Task =
From the passage on the unit normal, list every property of $\eta$ that the first paragraph asserts before stating what is left to prove.

Selected text =
#####

Whenever $(x,A)$ is parametrization of $U=x(A)\subset S$ and $p\in U$, define $\eta(p)=\frac{x_u\times x_v}{|x_u\times x_v|}(x(p))$, where $u,v$ are the coordinates in $A\subset \mathbb{R}^2$. This is well defined at $p$ because since $x$ is a parametrization, its differential is one-one and hence $x_u\times x_v\neq 0$. Clearly it is unit and normal to $T_pS=span\{x_u, x_v\}$. It's also smooth on $U$ by definition. So, you are only left with proving that it doesn't depend on the parametrization used around $p$.
For this, observe that if $(y,B)$ is any other parametrizations of $S$ with $p\in x(A)\cap y(B)$ and $\eta^{'}(p)=\frac{y_u\times y_v}{|y_u\times y_v|}(y(p))$, since $\eta(p), \eta^{'}(p)$ are both orthogonal to $T_pS$ and unit, it can only happen $\eta(p)=\pm \eta^{'}(p)$. The plus sign is going to happen precisely because $(y_u\times y_v)(y(p))=x_u\times x_v (x(p))\cdot \det(y^{-1}\circ x)|_{x^{-1}(p)}$, and this $\det$ is positive by the choice of your parametrizations, or charts.

#####

Data section =
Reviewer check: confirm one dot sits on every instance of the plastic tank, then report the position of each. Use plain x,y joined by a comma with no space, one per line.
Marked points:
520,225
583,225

#####

Task output =
- Well defined at $p$
- Unit
- Normal to $T_pS$
- Smooth on $U$